» **What to produce**: May I have the line containing "the tree with" and every line after it through the end of the data, repeated exactly and with no other lines?

[Referring expression pointing data]
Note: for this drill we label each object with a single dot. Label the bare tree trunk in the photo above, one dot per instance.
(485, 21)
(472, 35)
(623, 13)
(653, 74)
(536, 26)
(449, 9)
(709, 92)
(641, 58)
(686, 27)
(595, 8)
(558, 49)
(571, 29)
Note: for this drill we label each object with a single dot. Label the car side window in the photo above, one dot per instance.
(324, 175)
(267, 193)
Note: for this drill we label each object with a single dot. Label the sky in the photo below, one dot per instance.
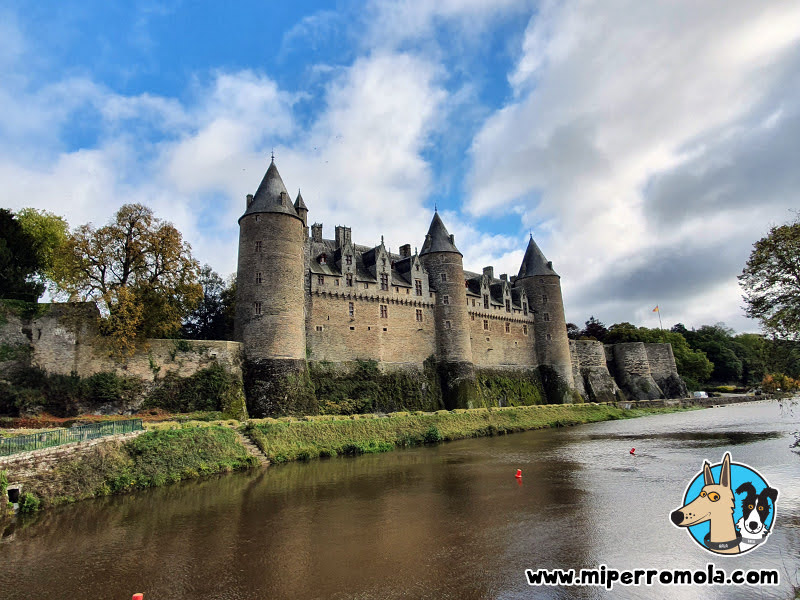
(645, 145)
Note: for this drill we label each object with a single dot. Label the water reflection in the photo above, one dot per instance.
(444, 522)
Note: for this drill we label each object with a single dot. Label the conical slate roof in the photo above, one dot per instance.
(534, 263)
(299, 204)
(438, 239)
(271, 196)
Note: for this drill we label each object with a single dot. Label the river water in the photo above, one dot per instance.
(449, 521)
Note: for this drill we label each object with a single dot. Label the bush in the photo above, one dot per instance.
(29, 503)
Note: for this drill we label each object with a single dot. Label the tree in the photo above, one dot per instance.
(140, 271)
(594, 330)
(771, 281)
(573, 332)
(19, 261)
(49, 233)
(211, 320)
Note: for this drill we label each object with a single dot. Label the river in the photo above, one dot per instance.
(449, 521)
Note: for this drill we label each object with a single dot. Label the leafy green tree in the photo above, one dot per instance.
(771, 281)
(211, 320)
(19, 261)
(49, 233)
(138, 268)
(594, 330)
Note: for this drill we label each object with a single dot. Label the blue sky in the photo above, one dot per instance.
(645, 145)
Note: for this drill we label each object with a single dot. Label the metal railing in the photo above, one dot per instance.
(57, 437)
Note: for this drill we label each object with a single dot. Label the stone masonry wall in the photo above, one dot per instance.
(333, 335)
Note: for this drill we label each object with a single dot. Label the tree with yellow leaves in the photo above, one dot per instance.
(138, 269)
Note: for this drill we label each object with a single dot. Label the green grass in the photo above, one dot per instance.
(284, 440)
(152, 459)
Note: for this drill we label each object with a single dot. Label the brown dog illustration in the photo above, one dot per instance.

» **Result**:
Note: for this drill we label each object with a single dot. Label the tree with yellow leaves in the photo above, one dot per instance.
(138, 269)
Note: for this drill we label each object with a single dot. Label the green grass in the photo above, one dot per instance.
(284, 440)
(152, 459)
Note: for this drill we label each object with a single dot. Label the brown dog illustration in the photo above, one dot per instance.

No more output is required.